WRITTEN REQUEST:
From the line containing "Annotation task — mark the wet" through the last line of the data, return those lines exactly as written and nothing more.

SUPPLIED RECORDS:
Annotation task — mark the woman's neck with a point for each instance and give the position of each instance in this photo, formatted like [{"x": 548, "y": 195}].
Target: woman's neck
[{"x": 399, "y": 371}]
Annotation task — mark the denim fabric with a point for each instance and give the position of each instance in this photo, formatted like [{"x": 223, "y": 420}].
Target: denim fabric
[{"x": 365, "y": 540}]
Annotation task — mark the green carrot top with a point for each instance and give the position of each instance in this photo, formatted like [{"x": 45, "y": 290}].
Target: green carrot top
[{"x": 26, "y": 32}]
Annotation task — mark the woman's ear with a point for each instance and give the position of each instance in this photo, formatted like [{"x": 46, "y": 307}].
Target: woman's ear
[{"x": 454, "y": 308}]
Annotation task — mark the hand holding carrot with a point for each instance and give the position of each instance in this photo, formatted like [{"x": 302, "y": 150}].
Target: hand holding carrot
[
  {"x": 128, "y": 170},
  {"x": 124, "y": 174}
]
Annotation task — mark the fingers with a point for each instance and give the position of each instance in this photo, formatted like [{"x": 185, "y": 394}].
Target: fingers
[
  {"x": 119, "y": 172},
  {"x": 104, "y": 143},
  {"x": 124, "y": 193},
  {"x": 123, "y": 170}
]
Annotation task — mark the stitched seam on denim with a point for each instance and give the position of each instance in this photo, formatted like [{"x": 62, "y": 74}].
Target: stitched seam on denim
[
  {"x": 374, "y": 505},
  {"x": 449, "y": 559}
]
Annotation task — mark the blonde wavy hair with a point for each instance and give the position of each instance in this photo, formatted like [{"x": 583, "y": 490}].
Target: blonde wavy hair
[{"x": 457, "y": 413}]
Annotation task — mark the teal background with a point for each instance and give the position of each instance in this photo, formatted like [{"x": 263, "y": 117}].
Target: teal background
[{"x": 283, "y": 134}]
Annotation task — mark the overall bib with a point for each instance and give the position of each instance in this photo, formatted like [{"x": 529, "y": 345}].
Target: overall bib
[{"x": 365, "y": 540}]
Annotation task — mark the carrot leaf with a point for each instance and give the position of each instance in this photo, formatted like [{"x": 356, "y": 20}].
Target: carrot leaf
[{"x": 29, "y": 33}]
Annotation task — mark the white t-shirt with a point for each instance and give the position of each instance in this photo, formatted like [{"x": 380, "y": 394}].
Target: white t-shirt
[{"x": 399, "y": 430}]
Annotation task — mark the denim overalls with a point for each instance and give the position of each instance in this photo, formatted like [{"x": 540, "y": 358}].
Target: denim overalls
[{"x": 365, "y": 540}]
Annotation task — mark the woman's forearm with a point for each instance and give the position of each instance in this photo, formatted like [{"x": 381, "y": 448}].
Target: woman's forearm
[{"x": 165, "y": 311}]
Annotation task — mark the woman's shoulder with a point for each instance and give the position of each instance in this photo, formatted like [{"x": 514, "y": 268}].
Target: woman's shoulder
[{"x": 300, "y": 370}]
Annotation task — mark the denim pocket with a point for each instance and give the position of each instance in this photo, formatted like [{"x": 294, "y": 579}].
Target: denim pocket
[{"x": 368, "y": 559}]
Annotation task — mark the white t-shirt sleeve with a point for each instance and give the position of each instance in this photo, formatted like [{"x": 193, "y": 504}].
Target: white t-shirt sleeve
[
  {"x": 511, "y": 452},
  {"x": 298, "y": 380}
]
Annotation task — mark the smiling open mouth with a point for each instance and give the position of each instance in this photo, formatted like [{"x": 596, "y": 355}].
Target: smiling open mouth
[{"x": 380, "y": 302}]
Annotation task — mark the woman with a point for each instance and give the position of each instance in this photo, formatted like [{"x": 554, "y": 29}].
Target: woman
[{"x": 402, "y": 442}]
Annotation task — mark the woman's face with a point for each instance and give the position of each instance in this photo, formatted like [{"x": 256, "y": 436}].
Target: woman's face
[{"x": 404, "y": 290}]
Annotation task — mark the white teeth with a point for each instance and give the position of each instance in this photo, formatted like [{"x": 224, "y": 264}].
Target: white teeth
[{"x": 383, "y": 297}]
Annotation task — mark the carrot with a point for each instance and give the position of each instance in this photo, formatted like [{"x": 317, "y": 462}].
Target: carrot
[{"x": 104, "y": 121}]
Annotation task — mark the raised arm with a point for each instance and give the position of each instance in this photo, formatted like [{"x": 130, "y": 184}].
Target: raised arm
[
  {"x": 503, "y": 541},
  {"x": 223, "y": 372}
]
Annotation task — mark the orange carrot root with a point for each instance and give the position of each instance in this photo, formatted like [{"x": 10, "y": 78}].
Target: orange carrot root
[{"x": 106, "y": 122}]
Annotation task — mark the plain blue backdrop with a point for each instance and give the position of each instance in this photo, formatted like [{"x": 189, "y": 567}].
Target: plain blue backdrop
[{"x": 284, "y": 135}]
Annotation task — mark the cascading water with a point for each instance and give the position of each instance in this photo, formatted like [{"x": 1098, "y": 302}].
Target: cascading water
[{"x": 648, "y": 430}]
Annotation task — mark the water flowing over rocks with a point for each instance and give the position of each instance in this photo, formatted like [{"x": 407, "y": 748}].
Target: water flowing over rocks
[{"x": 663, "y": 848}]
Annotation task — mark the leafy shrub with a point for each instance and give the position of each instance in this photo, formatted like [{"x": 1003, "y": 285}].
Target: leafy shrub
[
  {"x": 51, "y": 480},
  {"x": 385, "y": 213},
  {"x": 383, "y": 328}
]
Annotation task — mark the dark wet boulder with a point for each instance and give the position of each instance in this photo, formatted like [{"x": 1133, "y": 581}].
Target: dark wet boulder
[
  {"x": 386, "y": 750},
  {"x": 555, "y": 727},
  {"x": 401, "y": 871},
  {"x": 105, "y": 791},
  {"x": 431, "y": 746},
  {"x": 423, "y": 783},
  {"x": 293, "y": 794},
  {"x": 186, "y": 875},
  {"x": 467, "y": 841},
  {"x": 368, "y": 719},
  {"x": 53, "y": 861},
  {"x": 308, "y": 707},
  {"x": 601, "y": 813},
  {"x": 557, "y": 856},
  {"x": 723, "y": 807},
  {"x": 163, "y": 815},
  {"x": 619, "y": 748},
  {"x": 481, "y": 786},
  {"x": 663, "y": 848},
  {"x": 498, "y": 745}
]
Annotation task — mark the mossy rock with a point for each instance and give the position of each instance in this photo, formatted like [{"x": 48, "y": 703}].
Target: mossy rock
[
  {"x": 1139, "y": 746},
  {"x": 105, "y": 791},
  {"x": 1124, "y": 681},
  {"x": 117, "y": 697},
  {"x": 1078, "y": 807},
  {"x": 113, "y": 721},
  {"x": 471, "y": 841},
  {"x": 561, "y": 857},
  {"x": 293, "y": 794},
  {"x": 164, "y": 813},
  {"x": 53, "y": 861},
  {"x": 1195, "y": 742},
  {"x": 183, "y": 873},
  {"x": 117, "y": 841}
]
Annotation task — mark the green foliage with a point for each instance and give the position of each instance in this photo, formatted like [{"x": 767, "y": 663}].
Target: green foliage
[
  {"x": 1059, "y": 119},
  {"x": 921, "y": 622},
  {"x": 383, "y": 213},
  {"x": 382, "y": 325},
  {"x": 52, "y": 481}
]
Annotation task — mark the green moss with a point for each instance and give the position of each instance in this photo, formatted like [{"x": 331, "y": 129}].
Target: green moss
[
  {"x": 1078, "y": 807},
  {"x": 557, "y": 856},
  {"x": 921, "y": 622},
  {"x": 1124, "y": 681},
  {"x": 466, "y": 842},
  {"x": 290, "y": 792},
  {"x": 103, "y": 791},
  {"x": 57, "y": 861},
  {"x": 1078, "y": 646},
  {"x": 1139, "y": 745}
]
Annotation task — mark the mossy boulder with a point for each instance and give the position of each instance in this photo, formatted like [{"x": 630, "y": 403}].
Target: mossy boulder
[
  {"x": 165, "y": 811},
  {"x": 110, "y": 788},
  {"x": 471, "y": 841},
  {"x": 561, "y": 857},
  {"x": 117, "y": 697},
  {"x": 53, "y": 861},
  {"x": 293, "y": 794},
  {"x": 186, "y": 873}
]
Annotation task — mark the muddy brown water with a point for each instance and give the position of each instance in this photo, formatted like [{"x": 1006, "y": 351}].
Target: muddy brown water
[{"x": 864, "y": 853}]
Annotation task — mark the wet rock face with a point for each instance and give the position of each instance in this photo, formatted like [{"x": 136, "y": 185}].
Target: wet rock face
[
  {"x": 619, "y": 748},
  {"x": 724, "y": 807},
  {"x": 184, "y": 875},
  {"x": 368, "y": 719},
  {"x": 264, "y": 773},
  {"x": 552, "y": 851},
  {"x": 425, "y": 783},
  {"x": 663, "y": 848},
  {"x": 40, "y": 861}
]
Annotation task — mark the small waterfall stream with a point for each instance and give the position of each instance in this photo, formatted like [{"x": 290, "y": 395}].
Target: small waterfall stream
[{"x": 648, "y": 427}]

OUTPUT BELOW:
Annotation task — mark the wet rock face with a point for each instance and give the position of each instance in this photo, formatted like [{"x": 136, "y": 185}].
Target: wet rock face
[
  {"x": 619, "y": 748},
  {"x": 724, "y": 807},
  {"x": 184, "y": 875},
  {"x": 368, "y": 719},
  {"x": 264, "y": 773},
  {"x": 552, "y": 851},
  {"x": 425, "y": 783},
  {"x": 663, "y": 848},
  {"x": 40, "y": 861}
]
Annotation task — mark the small waterfall stream with a point for each instance and give the position of each instance in this photo, formatted like [{"x": 290, "y": 395}].
Target: small waterfall stream
[{"x": 648, "y": 427}]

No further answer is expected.